▶ Ausgewählter Textauszug

Das Gesundheitsamt hat vergangenen Sommer eine Umfrage unter allen Kreisen und Kommunen zu deren Hitzeschutzaktivitäten durchgeführt. Die kürzlich veröffentlichten Ergebnisse zeigen: Nur zwölf Kommunen haben bereits einen Hitzeaktionsplan erstellt, 29 Gemeinden und zehn Kreise wollen einen ausarbeiten. An der Umfrage nahm etwa ein Drittel der über 1000 Gemeinden und 91 Prozent der Kreise teil. Weniger als die Hälfte der Gemeinden, die an der Umfrage teilnahmen, setzen einzelne Maßnahmen gegen Hitze um oder planen diese. Von den Kreisen waren es etwas mehr als die Hälfte. Nach den Umfrageergebnissen werden im Kreis Ludwigsburg, Esslingen und Böblingen bereits vergleichsweise viele Hitzeschutz-Maßnahmen umgesetzt. In den Landkreisen Enzkreis, Lörrach, Rottweil, Sigmaringen und Tuttlingen gab keine Gemeinde an, Maßnahmen umzusetzen oder zu planen.
Was das Gesundheitsamt als "sehr erfreulichen Zwischenstand" verbucht, bewertet Fritz Mielert vom Bund für Umwelt und Naturschutz kritisch. Baden-Württemberg sei bei der Klimafolgenanpassung allgemein bereits auf einem guten Weg, stünde aber am Anfang, was die Hitzeschutzplanung angeht. Einzelne Gemeinden gingen voran, aber insgesamt seien die Maßnahmen noch "unzureichend", sagt Mielert. Kommunen sollten finanzielle und personelle Mittel bekommen, um Maßnahmen umsetzen zu können. Gleichzeitig sollte es für Kommunen verpflichtend sein, ein Konzept vorzulegen. Denn sie seien es, die die Situation vor Ort am besten kennen würden.

▶ Was zu tun ist
Schreib aus dem Text zum Hitzeschutz alles von „Was das Gesundheitsamt“ bis hinunter zu „besten kennen würden.“ noch einmal ab. Tausche dabei „Kommunen“ gegen „Gemeinden“.

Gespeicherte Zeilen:

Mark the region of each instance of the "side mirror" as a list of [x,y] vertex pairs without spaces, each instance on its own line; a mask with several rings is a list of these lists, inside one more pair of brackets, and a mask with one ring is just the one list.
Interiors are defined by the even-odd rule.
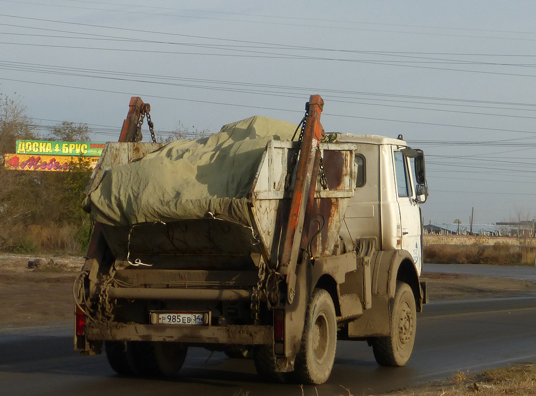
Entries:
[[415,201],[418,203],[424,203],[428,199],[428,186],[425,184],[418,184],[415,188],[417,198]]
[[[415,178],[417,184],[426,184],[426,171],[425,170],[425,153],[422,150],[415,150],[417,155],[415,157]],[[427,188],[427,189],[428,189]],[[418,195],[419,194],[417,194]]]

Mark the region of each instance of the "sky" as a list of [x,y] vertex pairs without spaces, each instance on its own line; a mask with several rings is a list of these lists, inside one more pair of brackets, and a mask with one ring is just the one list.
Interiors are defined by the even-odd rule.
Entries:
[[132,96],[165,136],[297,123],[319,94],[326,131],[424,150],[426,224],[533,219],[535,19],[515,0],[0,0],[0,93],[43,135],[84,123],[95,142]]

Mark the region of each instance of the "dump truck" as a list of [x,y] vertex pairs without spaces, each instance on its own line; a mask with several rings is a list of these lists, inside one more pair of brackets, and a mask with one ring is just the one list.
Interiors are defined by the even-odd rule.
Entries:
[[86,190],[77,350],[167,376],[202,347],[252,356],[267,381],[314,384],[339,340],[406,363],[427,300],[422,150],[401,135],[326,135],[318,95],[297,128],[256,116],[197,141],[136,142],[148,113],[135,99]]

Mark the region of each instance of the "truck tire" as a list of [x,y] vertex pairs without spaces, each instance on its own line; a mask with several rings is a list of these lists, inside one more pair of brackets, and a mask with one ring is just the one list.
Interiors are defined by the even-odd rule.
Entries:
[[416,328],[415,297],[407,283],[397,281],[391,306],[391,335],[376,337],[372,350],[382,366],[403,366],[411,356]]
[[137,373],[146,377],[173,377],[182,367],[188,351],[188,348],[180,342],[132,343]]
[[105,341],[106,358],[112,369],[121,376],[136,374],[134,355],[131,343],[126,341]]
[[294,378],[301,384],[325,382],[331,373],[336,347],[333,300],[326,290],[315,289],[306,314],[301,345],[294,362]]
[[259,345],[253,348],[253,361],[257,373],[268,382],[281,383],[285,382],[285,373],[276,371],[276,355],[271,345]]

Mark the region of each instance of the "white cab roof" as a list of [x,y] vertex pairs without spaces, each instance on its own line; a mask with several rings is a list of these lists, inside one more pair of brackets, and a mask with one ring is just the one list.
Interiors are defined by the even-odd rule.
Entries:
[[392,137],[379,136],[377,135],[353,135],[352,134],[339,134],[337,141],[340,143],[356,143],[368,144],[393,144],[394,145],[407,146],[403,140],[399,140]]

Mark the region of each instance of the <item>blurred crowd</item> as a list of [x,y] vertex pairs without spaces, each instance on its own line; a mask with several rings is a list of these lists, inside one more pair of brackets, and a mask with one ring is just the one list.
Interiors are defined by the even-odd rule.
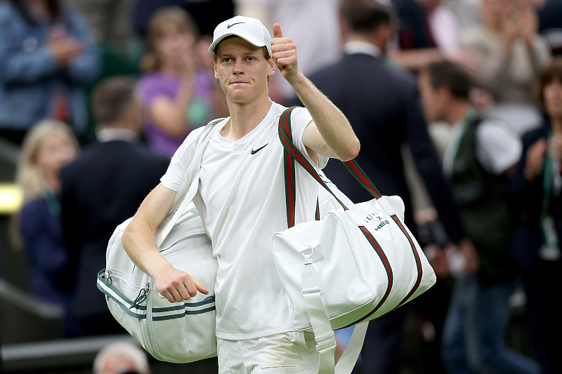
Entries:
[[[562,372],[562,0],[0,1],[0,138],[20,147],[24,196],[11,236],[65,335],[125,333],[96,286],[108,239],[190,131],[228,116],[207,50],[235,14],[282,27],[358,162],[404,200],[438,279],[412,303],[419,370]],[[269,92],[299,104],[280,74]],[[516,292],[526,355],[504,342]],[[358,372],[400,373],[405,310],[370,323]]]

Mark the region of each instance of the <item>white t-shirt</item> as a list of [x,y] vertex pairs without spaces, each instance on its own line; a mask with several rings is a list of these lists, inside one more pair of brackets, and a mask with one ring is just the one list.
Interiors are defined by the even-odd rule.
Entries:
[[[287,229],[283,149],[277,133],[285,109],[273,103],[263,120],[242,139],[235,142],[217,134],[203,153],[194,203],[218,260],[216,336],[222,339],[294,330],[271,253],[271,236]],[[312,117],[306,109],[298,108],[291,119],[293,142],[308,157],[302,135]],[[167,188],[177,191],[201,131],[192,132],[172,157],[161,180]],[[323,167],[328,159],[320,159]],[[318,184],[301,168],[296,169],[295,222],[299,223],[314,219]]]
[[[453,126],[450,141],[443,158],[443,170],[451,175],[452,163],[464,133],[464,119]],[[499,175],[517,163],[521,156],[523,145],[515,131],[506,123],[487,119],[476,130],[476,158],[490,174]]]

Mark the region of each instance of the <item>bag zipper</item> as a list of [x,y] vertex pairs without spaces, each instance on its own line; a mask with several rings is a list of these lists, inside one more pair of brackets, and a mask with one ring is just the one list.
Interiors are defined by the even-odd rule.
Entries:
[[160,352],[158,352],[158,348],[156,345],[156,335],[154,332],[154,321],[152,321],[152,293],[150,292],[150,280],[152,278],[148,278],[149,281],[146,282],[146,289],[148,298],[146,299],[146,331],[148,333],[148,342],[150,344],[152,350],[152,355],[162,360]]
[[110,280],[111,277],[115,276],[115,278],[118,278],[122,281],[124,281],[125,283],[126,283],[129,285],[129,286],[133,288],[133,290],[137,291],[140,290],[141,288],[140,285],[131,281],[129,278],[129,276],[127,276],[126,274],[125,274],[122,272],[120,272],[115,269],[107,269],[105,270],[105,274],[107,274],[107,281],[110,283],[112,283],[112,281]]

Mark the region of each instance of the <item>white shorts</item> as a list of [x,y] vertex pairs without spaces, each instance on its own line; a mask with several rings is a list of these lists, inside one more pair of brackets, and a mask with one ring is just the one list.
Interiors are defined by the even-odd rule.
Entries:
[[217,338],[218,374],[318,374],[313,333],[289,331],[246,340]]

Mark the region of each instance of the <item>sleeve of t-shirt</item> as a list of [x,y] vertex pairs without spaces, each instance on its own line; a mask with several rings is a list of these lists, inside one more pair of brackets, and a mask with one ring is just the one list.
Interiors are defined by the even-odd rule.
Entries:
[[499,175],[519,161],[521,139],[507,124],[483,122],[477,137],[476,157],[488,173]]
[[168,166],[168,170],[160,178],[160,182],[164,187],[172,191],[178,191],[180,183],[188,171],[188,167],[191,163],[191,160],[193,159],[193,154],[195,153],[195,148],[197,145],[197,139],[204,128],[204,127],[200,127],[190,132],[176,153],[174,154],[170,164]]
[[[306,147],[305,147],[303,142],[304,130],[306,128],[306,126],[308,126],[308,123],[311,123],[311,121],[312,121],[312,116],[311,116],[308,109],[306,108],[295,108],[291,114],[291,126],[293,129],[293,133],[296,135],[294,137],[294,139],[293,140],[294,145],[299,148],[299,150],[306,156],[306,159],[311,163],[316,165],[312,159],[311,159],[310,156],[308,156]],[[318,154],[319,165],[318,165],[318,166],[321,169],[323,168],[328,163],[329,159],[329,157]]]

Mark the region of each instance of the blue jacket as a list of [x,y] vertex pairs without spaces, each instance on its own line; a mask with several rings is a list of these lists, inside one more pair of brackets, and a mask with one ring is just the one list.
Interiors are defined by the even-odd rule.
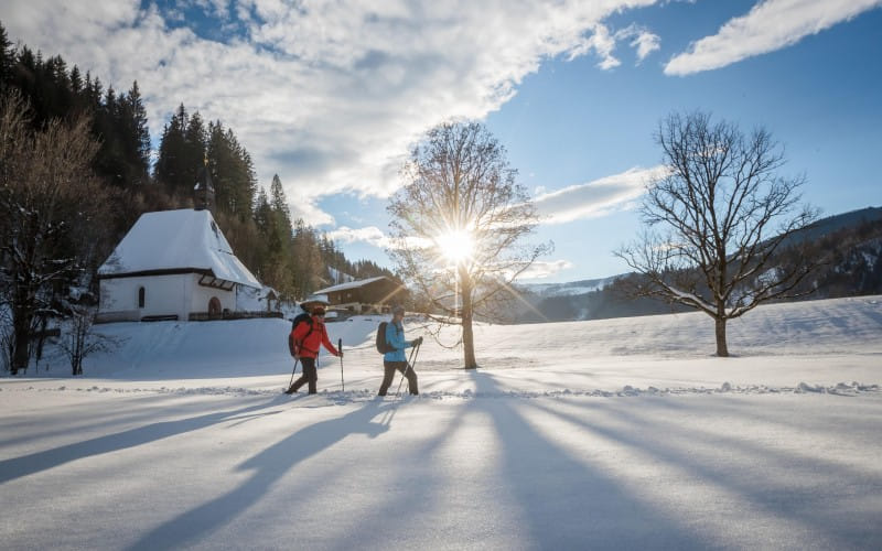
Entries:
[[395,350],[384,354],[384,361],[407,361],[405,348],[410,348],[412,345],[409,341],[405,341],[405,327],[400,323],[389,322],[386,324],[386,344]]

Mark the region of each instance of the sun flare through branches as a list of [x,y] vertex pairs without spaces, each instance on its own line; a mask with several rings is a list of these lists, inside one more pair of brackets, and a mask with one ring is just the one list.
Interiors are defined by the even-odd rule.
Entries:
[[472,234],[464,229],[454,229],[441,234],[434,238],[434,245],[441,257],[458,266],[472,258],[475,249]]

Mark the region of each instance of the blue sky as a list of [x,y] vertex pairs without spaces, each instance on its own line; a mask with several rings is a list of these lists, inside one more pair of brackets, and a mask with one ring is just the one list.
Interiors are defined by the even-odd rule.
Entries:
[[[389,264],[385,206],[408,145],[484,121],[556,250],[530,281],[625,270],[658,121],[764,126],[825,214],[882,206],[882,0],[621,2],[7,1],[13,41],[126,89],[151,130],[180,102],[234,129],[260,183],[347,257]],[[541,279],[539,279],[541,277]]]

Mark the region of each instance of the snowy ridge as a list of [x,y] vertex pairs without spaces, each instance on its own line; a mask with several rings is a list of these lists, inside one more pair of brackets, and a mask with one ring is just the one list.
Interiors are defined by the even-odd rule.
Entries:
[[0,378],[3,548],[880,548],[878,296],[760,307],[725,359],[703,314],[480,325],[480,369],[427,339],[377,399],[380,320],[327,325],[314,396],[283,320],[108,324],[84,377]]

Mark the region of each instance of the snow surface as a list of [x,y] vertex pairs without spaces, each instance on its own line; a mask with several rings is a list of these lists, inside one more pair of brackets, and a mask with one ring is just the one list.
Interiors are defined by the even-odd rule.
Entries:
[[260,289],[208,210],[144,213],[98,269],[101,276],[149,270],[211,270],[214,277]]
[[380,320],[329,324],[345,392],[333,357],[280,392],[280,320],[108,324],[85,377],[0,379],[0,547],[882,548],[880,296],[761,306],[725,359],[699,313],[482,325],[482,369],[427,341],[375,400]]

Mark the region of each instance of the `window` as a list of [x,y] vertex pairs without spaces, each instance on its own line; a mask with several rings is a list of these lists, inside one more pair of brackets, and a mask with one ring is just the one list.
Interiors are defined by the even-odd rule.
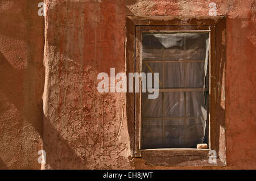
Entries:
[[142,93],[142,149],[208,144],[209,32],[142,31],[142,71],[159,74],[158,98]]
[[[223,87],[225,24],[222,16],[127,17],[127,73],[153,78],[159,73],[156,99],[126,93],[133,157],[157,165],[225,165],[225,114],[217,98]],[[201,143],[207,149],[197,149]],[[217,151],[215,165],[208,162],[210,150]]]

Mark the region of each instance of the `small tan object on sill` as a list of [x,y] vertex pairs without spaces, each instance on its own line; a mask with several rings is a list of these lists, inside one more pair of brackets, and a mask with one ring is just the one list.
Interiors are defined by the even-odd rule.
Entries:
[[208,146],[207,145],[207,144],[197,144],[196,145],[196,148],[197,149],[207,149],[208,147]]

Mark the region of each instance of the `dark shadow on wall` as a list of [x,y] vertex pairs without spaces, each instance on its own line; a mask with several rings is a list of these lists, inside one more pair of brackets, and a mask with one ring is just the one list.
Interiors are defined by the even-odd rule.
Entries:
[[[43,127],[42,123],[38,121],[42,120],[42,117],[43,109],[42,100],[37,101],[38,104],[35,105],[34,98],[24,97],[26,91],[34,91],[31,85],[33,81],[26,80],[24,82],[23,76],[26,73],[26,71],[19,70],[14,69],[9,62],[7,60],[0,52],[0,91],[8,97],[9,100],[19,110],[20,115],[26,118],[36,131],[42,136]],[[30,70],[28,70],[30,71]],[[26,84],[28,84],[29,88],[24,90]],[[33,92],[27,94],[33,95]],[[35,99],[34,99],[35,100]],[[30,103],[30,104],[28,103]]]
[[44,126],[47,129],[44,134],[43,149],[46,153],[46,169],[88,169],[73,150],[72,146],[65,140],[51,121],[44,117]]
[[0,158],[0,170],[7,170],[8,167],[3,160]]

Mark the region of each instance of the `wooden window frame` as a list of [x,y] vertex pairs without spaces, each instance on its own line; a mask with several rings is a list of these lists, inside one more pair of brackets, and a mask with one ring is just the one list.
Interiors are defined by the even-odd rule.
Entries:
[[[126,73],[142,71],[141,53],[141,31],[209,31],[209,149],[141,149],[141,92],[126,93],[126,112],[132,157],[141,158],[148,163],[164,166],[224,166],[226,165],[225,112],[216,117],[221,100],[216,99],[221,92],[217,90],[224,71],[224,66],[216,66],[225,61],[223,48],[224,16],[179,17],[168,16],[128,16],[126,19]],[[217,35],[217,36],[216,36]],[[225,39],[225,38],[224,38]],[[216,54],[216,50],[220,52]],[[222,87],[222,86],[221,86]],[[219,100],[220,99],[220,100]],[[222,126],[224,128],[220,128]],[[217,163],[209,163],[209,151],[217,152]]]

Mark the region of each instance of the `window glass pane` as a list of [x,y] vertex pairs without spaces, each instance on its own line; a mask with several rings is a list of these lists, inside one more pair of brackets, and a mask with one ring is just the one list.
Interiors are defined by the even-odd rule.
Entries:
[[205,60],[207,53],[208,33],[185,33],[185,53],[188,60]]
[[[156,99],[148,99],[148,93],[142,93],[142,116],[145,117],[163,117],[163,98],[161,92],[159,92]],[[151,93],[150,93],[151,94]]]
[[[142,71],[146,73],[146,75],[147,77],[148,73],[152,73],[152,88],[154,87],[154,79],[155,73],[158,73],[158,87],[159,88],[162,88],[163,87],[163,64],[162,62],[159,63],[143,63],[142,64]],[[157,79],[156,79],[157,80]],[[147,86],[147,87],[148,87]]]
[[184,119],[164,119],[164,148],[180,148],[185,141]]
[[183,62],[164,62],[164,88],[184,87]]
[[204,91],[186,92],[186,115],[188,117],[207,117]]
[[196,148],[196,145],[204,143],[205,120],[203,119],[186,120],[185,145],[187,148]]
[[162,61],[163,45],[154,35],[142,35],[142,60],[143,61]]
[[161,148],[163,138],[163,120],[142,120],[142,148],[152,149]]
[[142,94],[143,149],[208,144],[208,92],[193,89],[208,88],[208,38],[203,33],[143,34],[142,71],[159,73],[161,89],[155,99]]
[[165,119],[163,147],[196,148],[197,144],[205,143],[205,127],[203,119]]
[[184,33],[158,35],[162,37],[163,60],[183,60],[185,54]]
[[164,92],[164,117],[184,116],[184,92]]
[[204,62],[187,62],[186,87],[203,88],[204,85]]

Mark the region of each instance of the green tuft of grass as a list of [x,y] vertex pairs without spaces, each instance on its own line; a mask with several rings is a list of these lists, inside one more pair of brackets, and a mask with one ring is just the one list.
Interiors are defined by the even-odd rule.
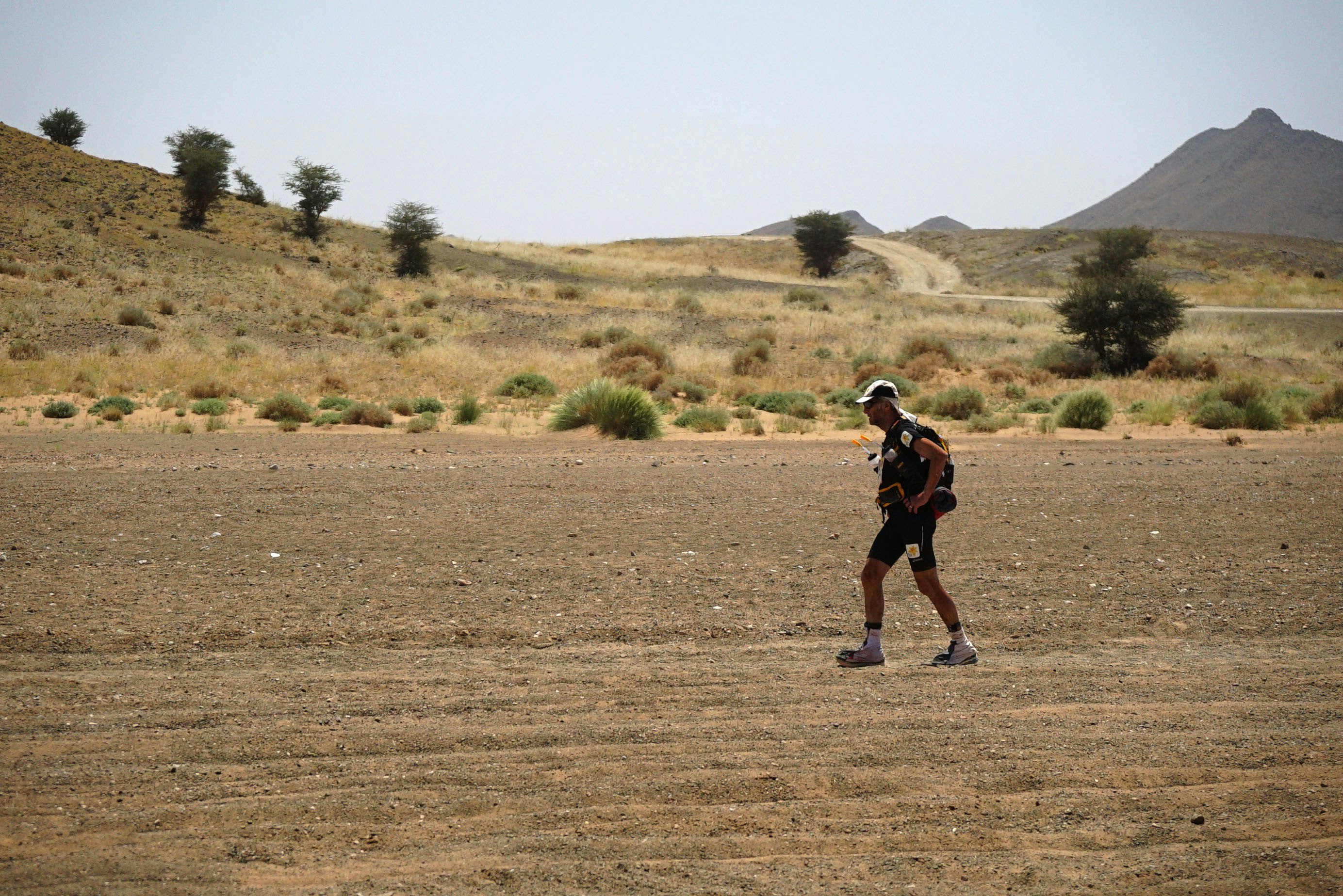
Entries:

▶ Deine Antwort
Was das Gesundheitsamt als "sehr erfreulichen Zwischenstand" verbucht, bewertet Fritz Mielert vom Bund für Umwelt und Naturschutz kritisch. Baden-Württemberg sei bei der Klimafolgenanpassung allgemein bereits auf einem guten Weg, stünde aber am Anfang, was die Hitzeschutzplanung angeht. Einzelne Gemeinden gingen voran, aber insgesamt seien die Maßnahmen noch "unzureichend", sagt Mielert. Gemeinden sollten finanzielle und personelle Mittel bekommen, um Maßnahmen umsetzen zu können. Gleichzeitig sollte es für Gemeinden verpflichtend sein, ein Konzept vorzulegen. Denn sie seien es, die die Situation vor Ort am besten kennen würden.